▶ TEXT PASSAGE:
----

Look into any infant or toddler classroom and you will see collections of books in the reading area or in bins and containers throughout the space. For teachers, using books with tiny babies, older infants who want to chew on the book, or those wiggly toddlers who are constantly on the move can be overwhelming and even frustrating at times. So, why share books with these little ones?
Books strengthen the bond between children, caregivers, families and communities. Books provide an activity that can be enjoyed by both the child and adult. Cuddling up together with a great book strengthens relationships as the shared activity and physical closeness provide the child with a feeling of safety and calm. Books tell stories of how people take care of and love others, can calm children’s fears, and help them talk about emotions. In Llama, Llama Red Pajama by Anna Dewdney, Llama lies in bed lonely and worrying that his mama is never coming back to his room. When she does return, children are reassured and have an opportunity to talk about their own big feelings and fears. A small group of toddlers informally reading a book about the zoo with a teacher is provided with new words and experiences to try out during their play with blocks and plastic animals. Books also help children learn that they may have the same or different experiences than other people but also share the same feelings or worries.

----

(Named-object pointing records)
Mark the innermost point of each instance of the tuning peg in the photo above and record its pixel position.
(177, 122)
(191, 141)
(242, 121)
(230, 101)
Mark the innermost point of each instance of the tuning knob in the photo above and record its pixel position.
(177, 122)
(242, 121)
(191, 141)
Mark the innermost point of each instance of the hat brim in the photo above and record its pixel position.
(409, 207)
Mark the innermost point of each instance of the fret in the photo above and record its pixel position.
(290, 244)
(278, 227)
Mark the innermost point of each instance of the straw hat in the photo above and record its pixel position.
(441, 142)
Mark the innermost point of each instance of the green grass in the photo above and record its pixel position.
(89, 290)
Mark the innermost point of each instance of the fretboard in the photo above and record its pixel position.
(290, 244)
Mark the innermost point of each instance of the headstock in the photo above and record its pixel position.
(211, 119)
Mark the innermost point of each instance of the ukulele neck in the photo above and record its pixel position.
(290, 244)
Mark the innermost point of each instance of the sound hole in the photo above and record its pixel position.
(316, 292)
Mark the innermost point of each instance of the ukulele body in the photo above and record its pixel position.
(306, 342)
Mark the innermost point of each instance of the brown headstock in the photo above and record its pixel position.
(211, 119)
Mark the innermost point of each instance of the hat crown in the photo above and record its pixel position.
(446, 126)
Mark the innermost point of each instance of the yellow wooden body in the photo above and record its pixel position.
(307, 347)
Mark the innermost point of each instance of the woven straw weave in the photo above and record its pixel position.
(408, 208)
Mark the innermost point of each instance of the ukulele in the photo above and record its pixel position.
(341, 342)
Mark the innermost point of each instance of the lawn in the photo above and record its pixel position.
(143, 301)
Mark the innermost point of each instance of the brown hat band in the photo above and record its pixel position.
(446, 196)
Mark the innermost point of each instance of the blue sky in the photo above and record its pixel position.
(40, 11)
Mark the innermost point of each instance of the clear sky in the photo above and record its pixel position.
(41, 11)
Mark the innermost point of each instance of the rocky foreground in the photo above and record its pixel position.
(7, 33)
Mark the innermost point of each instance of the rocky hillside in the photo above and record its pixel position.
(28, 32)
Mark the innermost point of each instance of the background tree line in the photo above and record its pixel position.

----

In the passage about sharing books with infants and toddlers, what does Llama worry about while lying in bed? Please answer in one sentence. The listing above comes from a separate source.

▶ PROBLEM SOLUTION:
Llama worries that his mama is never coming back to his room.